◆ PROVIDED TEXT:
┄┄┄┄┄┄

Robinhood's IPO venture fund drew over 150,000 retail investors, CEO reports

Robinhood’s IPO venture fund drew over 150,000 retail investors, CEO reports

2 Min Read

Robinhood CEO Vlad Tenev is highlighting the success of the fintech’s new Ventures Fund I, enabling retail investors to invest in private tech firms like Stripe, Oura, Databricks, and OpenAI through a publicly traded fund on the NYSE. “We had something like over 150,000 retail investors participate in the IPO, so it’s quite democratized,” said Tenev at The Wall Street Journal’s Future of Everything conference.

The fund, launched in March, arrives as the term “unicorn” becomes outdated, with AI model providers like OpenAI raising capital at valuations of $850+ billion to $900 billion. “We call them frontier companies,” said Tenev, differentiating these larger private companies from other startups.

“There are private companies raising capital at valuations in the high hundreds of billions. You’re going to see multiple private companies getting into the trillions before the IPO — before retail investors can participate,” he said. Robinhood’s fund includes tech companies that have yet to go public, including OpenAI, Mercor, Ramp, Airwallex, and Boom.

┄┄┄┄┄┄

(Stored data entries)

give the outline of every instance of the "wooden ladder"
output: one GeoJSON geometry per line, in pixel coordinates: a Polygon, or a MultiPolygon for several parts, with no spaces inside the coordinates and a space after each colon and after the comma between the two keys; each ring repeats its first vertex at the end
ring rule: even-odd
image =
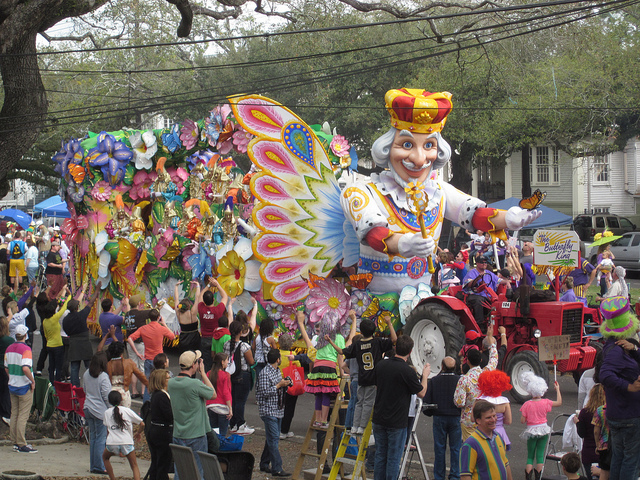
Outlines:
{"type": "Polygon", "coordinates": [[[313,457],[318,459],[318,469],[316,470],[316,474],[314,476],[314,480],[320,480],[322,478],[322,472],[324,470],[324,465],[327,461],[327,457],[329,456],[329,449],[331,448],[331,442],[333,440],[333,434],[335,429],[344,431],[344,425],[339,425],[339,417],[340,410],[346,409],[348,405],[348,401],[344,399],[344,390],[347,385],[351,385],[348,377],[343,377],[340,380],[340,392],[336,395],[336,399],[333,402],[333,407],[331,409],[331,416],[329,417],[329,426],[327,428],[314,427],[313,423],[316,421],[316,412],[313,411],[313,415],[311,416],[311,421],[309,422],[309,428],[307,429],[307,435],[304,437],[304,441],[302,442],[302,449],[300,450],[300,456],[298,457],[298,462],[296,463],[296,468],[293,470],[292,479],[299,480],[302,473],[302,467],[304,466],[305,457],[313,457]],[[321,453],[316,453],[316,449],[313,451],[310,450],[309,446],[311,445],[311,437],[314,432],[326,432],[326,436],[324,437],[324,444],[322,445],[321,453]]]}

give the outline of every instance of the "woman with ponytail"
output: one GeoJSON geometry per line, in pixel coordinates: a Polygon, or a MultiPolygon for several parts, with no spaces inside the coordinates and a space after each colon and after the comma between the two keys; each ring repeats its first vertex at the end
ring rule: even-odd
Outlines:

┄┄┄┄┄┄

Please reproduce the passage of the Robinhood fund article between "Robinhood's IPO venture" and "of Everything conference.", inclusive.

◆ WRITTEN ANSWER:
Robinhood's IPO venture fund drew over 150,000 retail investors, CEO reports

Robinhood’s IPO venture fund drew over 150,000 retail investors, CEO reports

2 Min Read

Robinhood CEO Vlad Tenev is highlighting the success of the fintech’s new Ventures Fund I, enabling retail investors to invest in private tech firms like Stripe, Oura, Databricks, and OpenAI through a publicly traded fund on the NYSE. “We had something like over 150,000 retail investors participate in the IPO, so it’s quite democratized,” said Tenev at The Wall Street Journal’s Future of Everything conference.